• _Exercise requirements_: Reproduce the data exactly, leaving nothing out.

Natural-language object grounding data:
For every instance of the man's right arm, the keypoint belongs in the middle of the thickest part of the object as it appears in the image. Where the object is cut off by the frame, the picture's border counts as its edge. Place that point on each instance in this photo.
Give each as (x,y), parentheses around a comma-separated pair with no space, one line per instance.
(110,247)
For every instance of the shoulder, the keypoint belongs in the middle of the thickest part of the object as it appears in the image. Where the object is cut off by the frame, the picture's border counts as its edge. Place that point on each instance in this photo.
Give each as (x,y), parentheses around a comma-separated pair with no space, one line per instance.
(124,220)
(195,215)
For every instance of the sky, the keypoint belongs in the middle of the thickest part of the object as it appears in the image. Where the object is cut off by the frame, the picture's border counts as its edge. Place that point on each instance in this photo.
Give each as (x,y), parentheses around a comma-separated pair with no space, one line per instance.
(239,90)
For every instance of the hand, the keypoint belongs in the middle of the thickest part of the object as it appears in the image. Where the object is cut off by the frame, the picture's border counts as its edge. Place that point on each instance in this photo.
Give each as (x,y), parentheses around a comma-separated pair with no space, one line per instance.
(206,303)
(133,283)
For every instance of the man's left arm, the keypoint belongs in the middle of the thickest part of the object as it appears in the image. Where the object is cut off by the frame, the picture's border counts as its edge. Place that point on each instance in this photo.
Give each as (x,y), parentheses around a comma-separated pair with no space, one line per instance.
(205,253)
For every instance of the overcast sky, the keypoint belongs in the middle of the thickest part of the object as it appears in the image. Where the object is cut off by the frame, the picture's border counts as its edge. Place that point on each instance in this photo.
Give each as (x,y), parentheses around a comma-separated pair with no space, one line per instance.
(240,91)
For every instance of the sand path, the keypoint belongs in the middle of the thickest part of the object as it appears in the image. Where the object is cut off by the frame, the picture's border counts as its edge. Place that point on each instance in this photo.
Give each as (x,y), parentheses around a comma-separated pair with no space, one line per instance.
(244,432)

• _Answer space_:
For every instance of the man's right arm, the keypoint belongs in the middle of the thickest part of the object as it appears in the image. Where the object is cut off by the frame, the picture's border counts as its edge. Place that point on each instance in this photo.
Give each as (x,y), parentheses around a comma-separated pair with no space, one line per instance.
(110,247)
For every instance of the shoulder, the keypoint belongs in the middle of the thickest part of the object as it appears in the image. Where the object is cut off by the frame, the picture's border counts as its edge. Place that point on each instance in this photo.
Give each as (x,y), parentheses around a comma-separated pair with no space, one line per instance.
(124,220)
(195,215)
For every instance of the sky, the keypoint belongs in the middle of the thickest part of the object as it appears in the image. Where the object is cut off by the frame, the picture's border counts as its edge. Place that point on each instance in this photo.
Give each as (x,y), parentheses around a comma-separated pair with no space, one line per instance.
(239,90)
For every instance of the hand, the keypoint belongs in the middle of the thickest part of the object as it appears in the image. Where the object is cut off by the frame, the picture's border counts as its edge. Place that point on each instance in this photo.
Give each as (x,y), parentheses around a comma-separated pair with no space, one line per instance.
(206,303)
(133,283)
For every instance of the man's left arm, the keypoint belongs in the middle of the thickest part of the object as it appears in the image. Where the object is cut off by the frame, the picture's border counts as its edge. Place that point on each instance in this photo.
Give each as (x,y), parentheses around a comma-separated pair with no space, one line per instance.
(205,253)
For every instance of the overcast sky, the keypoint belongs in the middle of the thickest part of the object as it appears in the image. Where the object is cut off by the frame, the picture's border counts as its edge. Place that point on each instance in this photo.
Give each as (x,y), parentheses around a comma-separated pair with no space, one line per instance.
(240,91)
For every instance of the sand path, the keypoint belongs in the middle of the thickest part of the object as it appears in the image. Where the object is cut off by the frame, the picture's border counts as its edge. Place that point on each instance in this photo.
Give each as (x,y), parentheses around a comma-separated pair with no space, one line per instance.
(244,432)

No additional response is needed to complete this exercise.